YOUR OBJECTIVE:
In the thread on tightening binary receive functions, what range does the patch restrict integer-to-"char" casts to under multibyte encodings?

SOURCE EXTRACT:
* * *

In reply to: Heikki Linnakangas (#1)

Re: Tightening binary receive functions

On Mon, Aug 31, 2009 at 9:12 AM, Heikki
Linnakangas<heikki.linnakangas@enterprisedb.com> wrote:

The most notable of these is the change to "char" datatype. The patch
tightens it so that it no longer accepts values >127 with a multi-byte
database encoding.

That doesn't sound right to me. We accept casts from integer to "char"
for all values in range (-128..127). The question should be what the
text representation should be since the raw bytes aren't valid mb
encodings.

--
greg
http://mit.edu/~gsstark/resume.pdf

Heikki Linnakangas

heikki.linnakangas@enterprisedb.com

over 16 years ago

In reply to: Greg Stark (#2)

Re: Tightening binary receive functions

Greg Stark wrote:

On Mon, Aug 31, 2009 at 9:12 AM, Heikki
Linnakangas<heikki.linnakangas@enterprisedb.com> wrote:

The most notable of these is the change to "char" datatype. The patch
tightens it so that it no longer accepts values >127 with a multi-byte
database encoding.

That doesn't sound right to me. We accept casts from integer to "char"
for all values in range (-128..127).

The patch limits that range to 0..127, with multibyte encodings.

The question should be what the
text representation should be since the raw bytes aren't valid mb
encodings.

Hmm, perhaps we should follow what we did to chr() and ascii(): map the
integer to unicode code points if the database encoding is UTF-8, and
restrict the range to 0..127 for other multi-byte encodings.

--
Heikki Linnakangas
EnterpriseDB http://www.enterprisedb.com

Greg Stark

gsstark@mit.edu

over 16 years ago

In reply to: Heikki Linnakangas (#3)

Re: Tightening binary receive functions

On Mon, Aug 31, 2009 at 12:01 PM, Heikki
Linnakangas<heikki.linnakangas@enterprisedb.com> wrote:

Hmm, perhaps we should follow what we did to chr() and ascii(): map the
integer to unicode code points if the database encoding is UTF-8, and
restrict the range to 0..127 for other multi-byte encodings.

I don't think we even have to worry about the database's encoding.
Just make the textual representation of "char" be \xxx (or perhaps we
could switch to \xHH now) if the value isn't a printable ascii
character. As long as "char" reads that in properly it doesn't matter
if it's not a reasonable multibyte character.

That allows people to treat it as a 1-byte integer type which happens
to allow input or output as a single ascii character which is
convenient sometimes.

* * *

[Named-object pointing records]
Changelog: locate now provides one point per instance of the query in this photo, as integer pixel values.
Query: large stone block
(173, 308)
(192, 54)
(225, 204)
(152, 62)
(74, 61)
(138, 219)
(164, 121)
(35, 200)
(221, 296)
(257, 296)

* * *

THE SOLUTION:
0..127